* Data entries
# # #

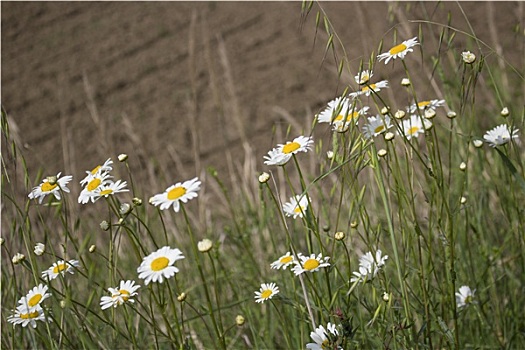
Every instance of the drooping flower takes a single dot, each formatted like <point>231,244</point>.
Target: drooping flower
<point>500,135</point>
<point>50,185</point>
<point>120,295</point>
<point>159,265</point>
<point>180,192</point>
<point>267,291</point>
<point>399,50</point>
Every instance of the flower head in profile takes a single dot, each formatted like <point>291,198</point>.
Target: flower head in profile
<point>399,50</point>
<point>120,295</point>
<point>376,125</point>
<point>283,262</point>
<point>296,207</point>
<point>324,338</point>
<point>24,316</point>
<point>284,152</point>
<point>465,296</point>
<point>500,135</point>
<point>369,266</point>
<point>310,263</point>
<point>414,126</point>
<point>180,192</point>
<point>51,185</point>
<point>159,265</point>
<point>267,291</point>
<point>60,268</point>
<point>34,297</point>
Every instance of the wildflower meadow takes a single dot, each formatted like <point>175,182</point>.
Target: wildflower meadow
<point>392,219</point>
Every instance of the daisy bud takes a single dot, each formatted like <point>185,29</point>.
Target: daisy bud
<point>18,258</point>
<point>339,236</point>
<point>400,114</point>
<point>468,57</point>
<point>239,320</point>
<point>40,249</point>
<point>205,245</point>
<point>451,115</point>
<point>264,177</point>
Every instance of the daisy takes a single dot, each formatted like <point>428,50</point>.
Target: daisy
<point>158,265</point>
<point>99,169</point>
<point>24,316</point>
<point>60,267</point>
<point>376,125</point>
<point>282,153</point>
<point>180,192</point>
<point>92,185</point>
<point>363,77</point>
<point>500,135</point>
<point>310,264</point>
<point>414,126</point>
<point>367,90</point>
<point>324,338</point>
<point>267,291</point>
<point>369,266</point>
<point>34,297</point>
<point>283,262</point>
<point>465,296</point>
<point>399,50</point>
<point>296,207</point>
<point>430,104</point>
<point>50,187</point>
<point>120,295</point>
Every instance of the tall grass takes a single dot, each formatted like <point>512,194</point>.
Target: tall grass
<point>391,228</point>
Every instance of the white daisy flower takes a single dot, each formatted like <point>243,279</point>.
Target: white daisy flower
<point>296,207</point>
<point>99,169</point>
<point>283,262</point>
<point>50,187</point>
<point>158,265</point>
<point>60,267</point>
<point>120,295</point>
<point>430,104</point>
<point>369,266</point>
<point>414,126</point>
<point>283,153</point>
<point>376,125</point>
<point>180,192</point>
<point>363,77</point>
<point>324,338</point>
<point>399,50</point>
<point>24,316</point>
<point>368,89</point>
<point>34,297</point>
<point>500,135</point>
<point>89,193</point>
<point>465,296</point>
<point>267,291</point>
<point>310,263</point>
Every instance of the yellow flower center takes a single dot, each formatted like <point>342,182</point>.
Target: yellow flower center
<point>266,294</point>
<point>93,184</point>
<point>59,268</point>
<point>29,315</point>
<point>176,193</point>
<point>47,187</point>
<point>159,263</point>
<point>311,264</point>
<point>35,299</point>
<point>397,49</point>
<point>291,147</point>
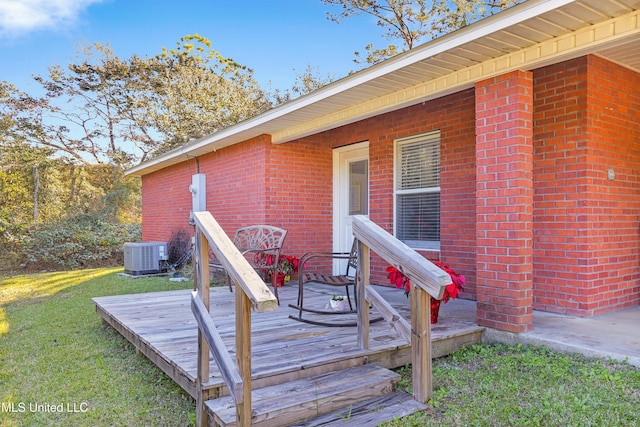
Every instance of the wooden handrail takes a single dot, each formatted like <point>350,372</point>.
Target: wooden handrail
<point>261,298</point>
<point>410,263</point>
<point>228,369</point>
<point>426,279</point>
<point>251,292</point>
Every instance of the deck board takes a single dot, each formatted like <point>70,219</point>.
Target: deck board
<point>162,327</point>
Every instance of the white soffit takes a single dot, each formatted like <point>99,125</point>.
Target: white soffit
<point>531,35</point>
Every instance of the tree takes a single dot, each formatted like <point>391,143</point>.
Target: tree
<point>194,91</point>
<point>413,21</point>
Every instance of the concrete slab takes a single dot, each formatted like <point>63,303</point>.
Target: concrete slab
<point>613,335</point>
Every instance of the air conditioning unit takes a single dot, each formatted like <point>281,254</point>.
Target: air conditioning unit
<point>142,258</point>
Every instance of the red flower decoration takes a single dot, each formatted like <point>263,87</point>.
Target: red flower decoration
<point>452,291</point>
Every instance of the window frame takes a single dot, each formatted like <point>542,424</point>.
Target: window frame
<point>429,137</point>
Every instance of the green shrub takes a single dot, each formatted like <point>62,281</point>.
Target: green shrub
<point>81,241</point>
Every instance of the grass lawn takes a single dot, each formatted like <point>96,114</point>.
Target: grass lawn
<point>54,351</point>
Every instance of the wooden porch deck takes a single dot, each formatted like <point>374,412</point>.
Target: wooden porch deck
<point>162,327</point>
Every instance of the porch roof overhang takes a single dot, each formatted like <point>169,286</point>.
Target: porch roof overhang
<point>531,35</point>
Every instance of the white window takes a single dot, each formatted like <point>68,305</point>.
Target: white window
<point>417,191</point>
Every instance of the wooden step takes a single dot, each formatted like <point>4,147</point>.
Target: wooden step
<point>368,413</point>
<point>291,402</point>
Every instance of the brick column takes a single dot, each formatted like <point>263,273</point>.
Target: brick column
<point>504,201</point>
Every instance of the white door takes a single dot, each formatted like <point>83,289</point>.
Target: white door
<point>350,195</point>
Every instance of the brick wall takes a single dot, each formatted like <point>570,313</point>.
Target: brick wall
<point>587,231</point>
<point>504,217</point>
<point>453,115</point>
<point>586,227</point>
<point>290,185</point>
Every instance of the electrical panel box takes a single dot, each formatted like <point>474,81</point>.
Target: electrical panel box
<point>142,258</point>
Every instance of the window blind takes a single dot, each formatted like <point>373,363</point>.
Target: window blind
<point>418,191</point>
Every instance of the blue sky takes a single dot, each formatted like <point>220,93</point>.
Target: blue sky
<point>275,38</point>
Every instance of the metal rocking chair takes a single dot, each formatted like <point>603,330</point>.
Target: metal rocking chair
<point>261,245</point>
<point>347,280</point>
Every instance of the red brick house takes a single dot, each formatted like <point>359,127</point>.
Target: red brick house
<point>509,149</point>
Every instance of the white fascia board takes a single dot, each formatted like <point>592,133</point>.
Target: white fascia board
<point>522,12</point>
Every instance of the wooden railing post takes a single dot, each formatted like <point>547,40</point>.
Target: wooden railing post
<point>202,273</point>
<point>363,304</point>
<point>251,292</point>
<point>426,280</point>
<point>421,344</point>
<point>243,355</point>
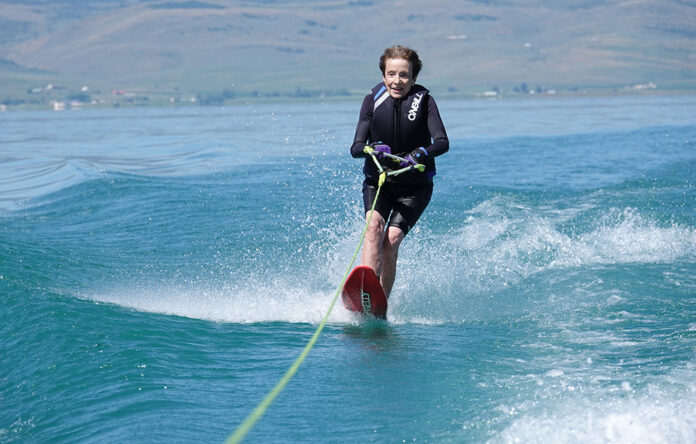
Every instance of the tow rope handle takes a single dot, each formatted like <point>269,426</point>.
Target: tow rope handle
<point>369,150</point>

# # #

* The request
Write out all the records again, substituting "gets exactly one dot" for every occurrence of "takes a single dot" and keeping everything else the same. Omit the pictures from your answer.

* Exercise answer
Every instance of the drooping flower gets exactly one dot, each formatted like <point>231,244</point>.
Target: drooping flower
<point>500,135</point>
<point>50,185</point>
<point>120,295</point>
<point>159,265</point>
<point>180,192</point>
<point>267,291</point>
<point>399,50</point>
Every instance of the flower head in profile gets exactly one dot, each formatted like <point>291,198</point>.
Target: flower head in profile
<point>399,50</point>
<point>120,295</point>
<point>376,125</point>
<point>283,262</point>
<point>296,207</point>
<point>324,338</point>
<point>24,316</point>
<point>284,152</point>
<point>465,296</point>
<point>500,135</point>
<point>369,266</point>
<point>310,263</point>
<point>414,126</point>
<point>180,192</point>
<point>51,185</point>
<point>159,265</point>
<point>267,291</point>
<point>60,268</point>
<point>34,297</point>
Every instance of the wildflower meadow gets exactly one dot, each formatted like <point>175,182</point>.
Target: wildflower meadow
<point>392,219</point>
Every instance of the daisy bud gets exactly one dot, each formatted like <point>185,29</point>.
Target: daisy bud
<point>18,258</point>
<point>339,236</point>
<point>400,114</point>
<point>468,57</point>
<point>239,320</point>
<point>40,249</point>
<point>205,245</point>
<point>451,115</point>
<point>264,177</point>
Every instance of the daisy gets exactly one dot, each formatted like <point>428,50</point>.
Target: daisy
<point>158,265</point>
<point>99,169</point>
<point>24,316</point>
<point>60,267</point>
<point>376,125</point>
<point>282,153</point>
<point>180,192</point>
<point>92,185</point>
<point>363,77</point>
<point>500,135</point>
<point>310,264</point>
<point>414,126</point>
<point>367,90</point>
<point>324,338</point>
<point>267,291</point>
<point>369,266</point>
<point>34,297</point>
<point>283,262</point>
<point>465,296</point>
<point>399,50</point>
<point>296,207</point>
<point>430,104</point>
<point>50,187</point>
<point>120,295</point>
Every instance of the tall grass gets exactly one dot, each formatted like <point>512,194</point>.
Target: tall grass
<point>391,228</point>
Every instance of the white daisy flower gets exactly one dot, each formatted like <point>243,279</point>.
Target: white daisy flower
<point>296,207</point>
<point>99,169</point>
<point>283,262</point>
<point>50,187</point>
<point>158,265</point>
<point>60,267</point>
<point>120,295</point>
<point>430,104</point>
<point>369,266</point>
<point>414,126</point>
<point>283,153</point>
<point>376,125</point>
<point>180,192</point>
<point>363,77</point>
<point>324,338</point>
<point>399,50</point>
<point>24,316</point>
<point>368,89</point>
<point>34,297</point>
<point>500,135</point>
<point>89,193</point>
<point>465,296</point>
<point>267,291</point>
<point>310,263</point>
Every instance of the yellow flower center gets exactly one dot, each formatted like <point>342,182</point>.
Target: yellow flower center
<point>266,294</point>
<point>93,184</point>
<point>59,268</point>
<point>29,315</point>
<point>176,193</point>
<point>47,187</point>
<point>159,263</point>
<point>311,264</point>
<point>35,299</point>
<point>397,49</point>
<point>291,147</point>
Every instance of the wooden handrail gets exactly one dot, each formatted like <point>350,372</point>.
Target: wooden handrail
<point>261,298</point>
<point>410,263</point>
<point>228,369</point>
<point>426,279</point>
<point>251,292</point>
Every instance of the deck board gets exactly one dot, each formatted like <point>70,219</point>.
Target: deck board
<point>162,327</point>
Every instance of the white soffit gets exactly one dot, each formatted like <point>99,125</point>.
Target: white soffit
<point>531,35</point>
Every instance of the tree gets exactly one dot, each formatted like <point>391,143</point>.
Target: tree
<point>194,91</point>
<point>413,21</point>
Every instance of the concrete slab gets exactly one dot, each formatted like <point>63,303</point>.
Target: concrete slab
<point>613,335</point>
Every instance of the air conditioning unit gets exactly one dot, each formatted like <point>281,254</point>.
Target: air conditioning unit
<point>142,258</point>
Every instance of the red flower decoration gets exactly one dot, each formatted like <point>263,87</point>.
Target: red flower decoration
<point>452,291</point>
Every instance of the window frame gets exactly one dot, each formatted like <point>542,424</point>.
Target: window frame
<point>429,137</point>
Every instance of the green shrub gets exactly one dot, each formatted like <point>62,281</point>.
Target: green shrub
<point>81,241</point>
Every instance of the grass lawn gets exactly one dot, each formatted like <point>96,114</point>.
Target: grass lawn
<point>54,351</point>
Every instance of the wooden porch deck gets exactly one dot, each formatted like <point>374,412</point>.
Target: wooden porch deck
<point>162,327</point>
Every instance of the porch roof overhang gets exactly one dot, each formatted like <point>169,286</point>.
Target: porch roof overhang
<point>531,35</point>
Every instance of the white window gets exactly one dot, each formatted like <point>68,305</point>.
Target: white window
<point>417,191</point>
Every instance of the wooden step gets exactly one dot, each formatted like <point>4,147</point>.
Target: wooden step
<point>368,413</point>
<point>291,402</point>
Every instance of the brick column gets exactly one dot, each formatted like <point>263,273</point>.
Target: brick column
<point>504,201</point>
Every instance of the white door gets exactly one dot, each formatted like <point>83,289</point>.
Target: white door
<point>350,195</point>
Every instance of the brick wall gets exactly one dot, each formatted like <point>570,313</point>.
Target: brick wall
<point>587,231</point>
<point>504,217</point>
<point>453,115</point>
<point>586,227</point>
<point>290,185</point>
Every instance of the electrical panel box gets exactly one dot, each formatted like <point>474,81</point>.
Target: electrical panel box
<point>142,258</point>
Every instance of the window blind gets exactly one dot, each formatted like <point>373,363</point>.
Target: window blind
<point>418,191</point>
Every instance of the blue sky gets exactly one dot, each formatted like <point>220,93</point>.
Target: blue sky
<point>275,38</point>
Every instance of the metal rocking chair gets exactly one dot, each formatted like <point>603,330</point>.
Target: metal rocking chair
<point>261,245</point>
<point>347,280</point>
Every instance of the red brick house gets exactly one dot, each formatted like <point>359,127</point>.
Target: red brick house
<point>509,149</point>
Every instance of the white fascia board gets exactly one dot, each formatted like <point>592,133</point>.
Target: white fascia board
<point>522,12</point>
Every instance of the wooden railing post gets exactly one dot, each formatted like <point>547,40</point>.
Target: wooden railing post
<point>202,273</point>
<point>363,304</point>
<point>251,292</point>
<point>426,280</point>
<point>421,344</point>
<point>243,355</point>
Every instance of the tow rope handle gets exactly one dot, each formatted like <point>269,426</point>.
Target: tow rope handle
<point>369,150</point>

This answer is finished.